== SET TASK ==
Convert the stretch of the listing from the line containing "of the silhouetted" through the line containing "[(18, 105)]" into a two-column CSV headed instruction and points. Give one row for each text and its bracketed answer, with every field quoted and line breaks replaced by spaces.

== DATA FOR THE TASK ==
◆ ◆ ◆

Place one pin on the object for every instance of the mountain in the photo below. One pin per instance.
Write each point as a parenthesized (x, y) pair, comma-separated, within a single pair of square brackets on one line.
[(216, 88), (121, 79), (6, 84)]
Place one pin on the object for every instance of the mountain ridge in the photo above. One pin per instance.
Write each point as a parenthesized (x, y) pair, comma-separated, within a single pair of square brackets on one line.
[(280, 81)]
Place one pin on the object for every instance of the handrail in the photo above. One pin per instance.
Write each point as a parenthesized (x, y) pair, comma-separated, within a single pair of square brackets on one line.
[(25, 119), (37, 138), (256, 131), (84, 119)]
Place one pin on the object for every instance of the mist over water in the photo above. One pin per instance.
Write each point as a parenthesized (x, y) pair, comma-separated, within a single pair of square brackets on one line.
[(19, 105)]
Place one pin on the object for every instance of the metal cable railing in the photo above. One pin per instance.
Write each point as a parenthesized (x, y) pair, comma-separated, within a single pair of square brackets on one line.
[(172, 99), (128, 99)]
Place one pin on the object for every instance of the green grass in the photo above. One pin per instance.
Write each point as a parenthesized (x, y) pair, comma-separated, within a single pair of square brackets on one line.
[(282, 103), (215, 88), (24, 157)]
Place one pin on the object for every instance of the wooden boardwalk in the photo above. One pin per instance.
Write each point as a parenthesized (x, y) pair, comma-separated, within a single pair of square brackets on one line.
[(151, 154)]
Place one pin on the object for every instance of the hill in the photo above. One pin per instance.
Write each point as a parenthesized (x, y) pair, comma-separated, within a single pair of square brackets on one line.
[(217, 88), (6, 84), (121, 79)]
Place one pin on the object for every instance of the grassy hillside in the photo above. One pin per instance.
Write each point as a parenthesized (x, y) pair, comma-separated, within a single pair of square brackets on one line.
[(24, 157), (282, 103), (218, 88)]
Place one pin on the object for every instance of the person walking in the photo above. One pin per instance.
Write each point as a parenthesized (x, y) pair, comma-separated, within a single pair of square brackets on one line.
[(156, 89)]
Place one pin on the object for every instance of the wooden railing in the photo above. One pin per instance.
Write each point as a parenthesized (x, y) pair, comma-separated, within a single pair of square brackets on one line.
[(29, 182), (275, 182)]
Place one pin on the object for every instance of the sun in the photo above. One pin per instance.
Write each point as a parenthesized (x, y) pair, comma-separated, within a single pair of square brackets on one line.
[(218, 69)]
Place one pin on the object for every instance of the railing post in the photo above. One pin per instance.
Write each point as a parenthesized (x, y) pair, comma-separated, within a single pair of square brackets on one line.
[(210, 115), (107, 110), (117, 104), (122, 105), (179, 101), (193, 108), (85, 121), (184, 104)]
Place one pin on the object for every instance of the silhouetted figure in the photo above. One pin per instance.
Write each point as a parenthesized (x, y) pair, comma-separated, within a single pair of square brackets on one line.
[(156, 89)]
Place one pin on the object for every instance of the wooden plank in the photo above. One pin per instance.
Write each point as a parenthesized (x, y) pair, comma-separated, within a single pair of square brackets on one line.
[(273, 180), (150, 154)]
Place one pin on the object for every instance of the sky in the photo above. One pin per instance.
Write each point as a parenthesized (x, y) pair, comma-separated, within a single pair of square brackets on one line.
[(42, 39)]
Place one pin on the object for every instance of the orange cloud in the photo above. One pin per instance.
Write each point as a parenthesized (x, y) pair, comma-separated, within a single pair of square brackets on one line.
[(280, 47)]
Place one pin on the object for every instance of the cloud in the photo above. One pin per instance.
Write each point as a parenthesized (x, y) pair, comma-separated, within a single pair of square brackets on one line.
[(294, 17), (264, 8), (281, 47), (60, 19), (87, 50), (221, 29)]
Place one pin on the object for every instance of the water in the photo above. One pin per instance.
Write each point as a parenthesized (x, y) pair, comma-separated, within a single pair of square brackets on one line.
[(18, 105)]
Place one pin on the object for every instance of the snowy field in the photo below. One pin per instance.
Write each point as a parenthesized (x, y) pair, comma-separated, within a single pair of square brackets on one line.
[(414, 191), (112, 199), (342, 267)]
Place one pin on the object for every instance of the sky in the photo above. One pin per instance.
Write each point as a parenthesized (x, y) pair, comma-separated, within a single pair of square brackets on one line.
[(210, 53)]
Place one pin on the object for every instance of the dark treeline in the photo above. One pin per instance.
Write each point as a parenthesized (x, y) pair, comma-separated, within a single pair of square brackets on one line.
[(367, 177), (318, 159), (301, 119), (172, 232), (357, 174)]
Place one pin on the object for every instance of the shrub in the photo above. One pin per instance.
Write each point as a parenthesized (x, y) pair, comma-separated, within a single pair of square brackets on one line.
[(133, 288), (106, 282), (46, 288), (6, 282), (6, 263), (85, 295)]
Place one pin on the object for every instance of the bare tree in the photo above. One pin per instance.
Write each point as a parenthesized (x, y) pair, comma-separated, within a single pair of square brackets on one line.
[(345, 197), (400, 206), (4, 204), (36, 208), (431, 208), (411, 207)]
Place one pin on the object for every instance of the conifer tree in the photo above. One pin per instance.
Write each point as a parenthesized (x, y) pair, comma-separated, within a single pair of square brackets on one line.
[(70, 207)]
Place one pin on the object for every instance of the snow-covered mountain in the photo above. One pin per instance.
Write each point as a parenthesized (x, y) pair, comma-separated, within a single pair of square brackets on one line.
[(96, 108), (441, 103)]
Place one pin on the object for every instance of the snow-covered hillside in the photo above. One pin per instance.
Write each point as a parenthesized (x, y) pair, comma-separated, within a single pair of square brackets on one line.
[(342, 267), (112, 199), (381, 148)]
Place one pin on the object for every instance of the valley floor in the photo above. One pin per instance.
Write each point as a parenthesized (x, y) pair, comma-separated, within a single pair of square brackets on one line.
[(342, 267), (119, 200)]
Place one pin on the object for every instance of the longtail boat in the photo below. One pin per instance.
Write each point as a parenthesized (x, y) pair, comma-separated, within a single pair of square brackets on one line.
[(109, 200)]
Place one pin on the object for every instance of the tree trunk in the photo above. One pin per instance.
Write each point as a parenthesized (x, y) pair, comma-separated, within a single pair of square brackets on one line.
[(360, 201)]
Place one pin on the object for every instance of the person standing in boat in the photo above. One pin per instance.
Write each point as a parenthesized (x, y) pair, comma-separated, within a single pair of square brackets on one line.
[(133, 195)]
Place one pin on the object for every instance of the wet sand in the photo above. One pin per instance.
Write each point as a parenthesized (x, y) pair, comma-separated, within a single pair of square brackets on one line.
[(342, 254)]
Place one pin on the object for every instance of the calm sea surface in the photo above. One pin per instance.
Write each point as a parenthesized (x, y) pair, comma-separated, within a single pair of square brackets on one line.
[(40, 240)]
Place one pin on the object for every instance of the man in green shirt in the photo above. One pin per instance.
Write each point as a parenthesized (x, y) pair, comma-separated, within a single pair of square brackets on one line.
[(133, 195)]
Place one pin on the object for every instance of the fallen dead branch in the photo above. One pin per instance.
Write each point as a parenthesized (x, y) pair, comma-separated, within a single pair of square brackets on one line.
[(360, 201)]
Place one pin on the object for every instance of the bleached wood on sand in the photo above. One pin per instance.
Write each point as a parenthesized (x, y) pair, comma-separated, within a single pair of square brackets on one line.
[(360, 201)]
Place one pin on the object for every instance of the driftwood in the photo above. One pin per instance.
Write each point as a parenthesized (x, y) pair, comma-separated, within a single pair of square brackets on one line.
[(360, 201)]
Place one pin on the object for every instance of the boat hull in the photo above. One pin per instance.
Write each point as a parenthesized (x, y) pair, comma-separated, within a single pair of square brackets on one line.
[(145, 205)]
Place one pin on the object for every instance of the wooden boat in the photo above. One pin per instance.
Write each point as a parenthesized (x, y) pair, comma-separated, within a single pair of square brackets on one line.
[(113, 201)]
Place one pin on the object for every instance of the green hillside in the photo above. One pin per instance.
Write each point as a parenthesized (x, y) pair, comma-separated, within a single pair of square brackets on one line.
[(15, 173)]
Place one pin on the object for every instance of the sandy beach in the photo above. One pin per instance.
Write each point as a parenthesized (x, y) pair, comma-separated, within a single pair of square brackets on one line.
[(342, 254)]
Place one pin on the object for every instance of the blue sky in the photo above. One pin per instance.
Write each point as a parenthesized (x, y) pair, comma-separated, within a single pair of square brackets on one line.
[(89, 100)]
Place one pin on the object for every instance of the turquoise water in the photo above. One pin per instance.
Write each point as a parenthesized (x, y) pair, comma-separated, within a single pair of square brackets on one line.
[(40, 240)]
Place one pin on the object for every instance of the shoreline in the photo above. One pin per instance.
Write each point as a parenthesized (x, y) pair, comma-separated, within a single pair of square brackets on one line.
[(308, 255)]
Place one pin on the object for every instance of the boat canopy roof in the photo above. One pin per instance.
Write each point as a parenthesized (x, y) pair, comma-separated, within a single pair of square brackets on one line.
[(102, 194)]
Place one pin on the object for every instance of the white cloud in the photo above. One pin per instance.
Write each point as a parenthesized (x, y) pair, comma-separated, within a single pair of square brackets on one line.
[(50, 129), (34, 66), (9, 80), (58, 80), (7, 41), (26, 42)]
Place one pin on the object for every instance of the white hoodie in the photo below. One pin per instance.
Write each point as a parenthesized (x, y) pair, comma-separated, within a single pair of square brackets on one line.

◆ ◆ ◆

== THE OUTPUT ==
instruction,points
"Place one pin on the object for every instance of the silhouetted figure in the photo above. One pin per instance. Write each point as a parenthesized (x, y) pair, comma-separated, within a single pair of square brackets on one line.","[(156, 89)]"
"Place one pin on the object for every instance of the wooden plank in the photo above. One pin per instance. Write each point as a parenthesized (x, y) pair, comma-separated, within a single pair of square brackets on one line.","[(273, 180), (150, 154)]"
"Place one pin on the object for every instance of the sky in the photo above. One pin per instance. Write each point as a parenthesized (x, y) pair, comma-separated, within a single pair of square brackets on one line.","[(42, 39)]"
"Place one pin on the object for every instance of the orange cloud in the photo above. One pin per instance. Write each point as a parenthesized (x, y) pair, comma-separated, within a single pair of square brackets on one line.","[(280, 47)]"
"Place one pin on the object for every instance of the cloud in the photo above. One pin per instance. Write each point as a parenthesized (x, y) pair, comma-separated, within a single pair of square brackets on one line.","[(294, 17), (264, 8), (281, 47), (60, 19), (87, 50), (221, 29)]"
"Place one pin on the object for every instance of the water in the photo above. One pin per instance. Write each point as a parenthesized (x, y) pair, comma-separated, within a single pair of square brackets on one line.","[(18, 105)]"